Stored data entries:

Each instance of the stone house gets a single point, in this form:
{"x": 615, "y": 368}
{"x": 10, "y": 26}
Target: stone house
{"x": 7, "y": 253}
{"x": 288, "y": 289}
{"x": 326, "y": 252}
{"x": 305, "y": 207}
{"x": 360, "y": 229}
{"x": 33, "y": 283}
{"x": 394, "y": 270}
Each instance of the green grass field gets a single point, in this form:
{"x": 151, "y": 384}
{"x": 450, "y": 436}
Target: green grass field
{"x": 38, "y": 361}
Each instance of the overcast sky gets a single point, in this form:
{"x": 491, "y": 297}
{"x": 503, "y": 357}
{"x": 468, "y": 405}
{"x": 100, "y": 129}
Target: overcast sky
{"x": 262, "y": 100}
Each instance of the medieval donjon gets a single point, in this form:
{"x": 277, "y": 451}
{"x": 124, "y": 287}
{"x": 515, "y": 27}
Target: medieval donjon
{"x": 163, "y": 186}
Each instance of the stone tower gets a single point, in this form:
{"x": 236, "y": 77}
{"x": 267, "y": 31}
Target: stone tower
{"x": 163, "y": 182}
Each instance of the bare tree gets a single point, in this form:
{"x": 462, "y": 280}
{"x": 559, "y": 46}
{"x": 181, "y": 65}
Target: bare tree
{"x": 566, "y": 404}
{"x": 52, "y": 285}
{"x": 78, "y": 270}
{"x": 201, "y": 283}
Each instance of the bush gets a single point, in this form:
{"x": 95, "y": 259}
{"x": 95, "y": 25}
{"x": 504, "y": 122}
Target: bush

▶ _SHORT TASK_: Reproduce the entries above line for line, with no changes.

▶ _THE RESULT_:
Each instance of the stone house gets a single point, in this form:
{"x": 615, "y": 368}
{"x": 10, "y": 26}
Target: stone house
{"x": 7, "y": 253}
{"x": 288, "y": 289}
{"x": 326, "y": 252}
{"x": 305, "y": 207}
{"x": 360, "y": 229}
{"x": 33, "y": 283}
{"x": 394, "y": 270}
Each instance of the green grass field gets a single point, in this form:
{"x": 151, "y": 384}
{"x": 450, "y": 436}
Target: green grass field
{"x": 38, "y": 361}
Each instance of the overcast sky gets a single point, in this form:
{"x": 491, "y": 297}
{"x": 503, "y": 357}
{"x": 468, "y": 405}
{"x": 100, "y": 129}
Target: overcast sky
{"x": 262, "y": 100}
Each instance of the medieval donjon gets a single point, in this form:
{"x": 277, "y": 451}
{"x": 124, "y": 287}
{"x": 515, "y": 27}
Target: medieval donjon
{"x": 163, "y": 186}
Each instance of the stone tower gets a single point, in this form:
{"x": 236, "y": 77}
{"x": 267, "y": 31}
Target: stone tower
{"x": 163, "y": 182}
Each instance of the bare tree gets a single point, in this form:
{"x": 462, "y": 280}
{"x": 559, "y": 46}
{"x": 181, "y": 65}
Target: bare tree
{"x": 566, "y": 404}
{"x": 52, "y": 285}
{"x": 78, "y": 270}
{"x": 201, "y": 283}
Each instance of the bush gets a single point, in this form:
{"x": 95, "y": 259}
{"x": 95, "y": 25}
{"x": 504, "y": 122}
Target: bush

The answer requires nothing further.